[Saved data entries]
════════
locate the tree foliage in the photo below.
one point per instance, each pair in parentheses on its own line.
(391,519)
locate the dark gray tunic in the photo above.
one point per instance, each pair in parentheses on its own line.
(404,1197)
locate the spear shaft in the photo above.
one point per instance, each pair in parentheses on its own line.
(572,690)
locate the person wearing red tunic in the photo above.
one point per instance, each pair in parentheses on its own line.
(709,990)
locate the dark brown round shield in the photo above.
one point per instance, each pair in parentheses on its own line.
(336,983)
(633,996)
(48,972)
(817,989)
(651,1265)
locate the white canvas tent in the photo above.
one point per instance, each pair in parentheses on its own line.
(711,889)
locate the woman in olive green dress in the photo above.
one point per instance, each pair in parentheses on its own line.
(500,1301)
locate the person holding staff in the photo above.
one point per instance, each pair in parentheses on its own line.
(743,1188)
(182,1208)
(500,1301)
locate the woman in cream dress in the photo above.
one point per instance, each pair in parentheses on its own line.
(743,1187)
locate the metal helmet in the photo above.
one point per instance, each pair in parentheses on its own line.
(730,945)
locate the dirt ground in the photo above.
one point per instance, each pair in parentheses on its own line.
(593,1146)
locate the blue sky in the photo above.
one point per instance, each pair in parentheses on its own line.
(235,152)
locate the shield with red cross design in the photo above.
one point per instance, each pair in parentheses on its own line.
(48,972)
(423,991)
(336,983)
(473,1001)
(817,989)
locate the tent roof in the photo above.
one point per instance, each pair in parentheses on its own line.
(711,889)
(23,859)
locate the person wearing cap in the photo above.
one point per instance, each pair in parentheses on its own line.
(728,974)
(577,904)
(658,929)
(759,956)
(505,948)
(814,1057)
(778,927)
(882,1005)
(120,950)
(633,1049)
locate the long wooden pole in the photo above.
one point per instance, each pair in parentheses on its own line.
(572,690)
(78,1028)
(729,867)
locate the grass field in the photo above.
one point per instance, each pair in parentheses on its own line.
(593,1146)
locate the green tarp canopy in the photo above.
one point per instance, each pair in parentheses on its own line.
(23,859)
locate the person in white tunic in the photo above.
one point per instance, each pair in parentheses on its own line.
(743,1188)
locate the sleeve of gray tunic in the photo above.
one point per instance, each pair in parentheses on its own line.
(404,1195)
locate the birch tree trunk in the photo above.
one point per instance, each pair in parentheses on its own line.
════════
## Instructions to follow
Turn the part of the material above that opens with the line containing "locate the sleeve" and runs to its end into a numbered list, skipping any blank lines.

## Complete response
1. locate the sleeve of gray tunic in the photo above.
2. one point per instance, each pair in parentheses on its own line.
3. (404,1195)
4. locate the birch tree trunk in the photo above.
5. one point per instance, each pair in parentheses on its own line.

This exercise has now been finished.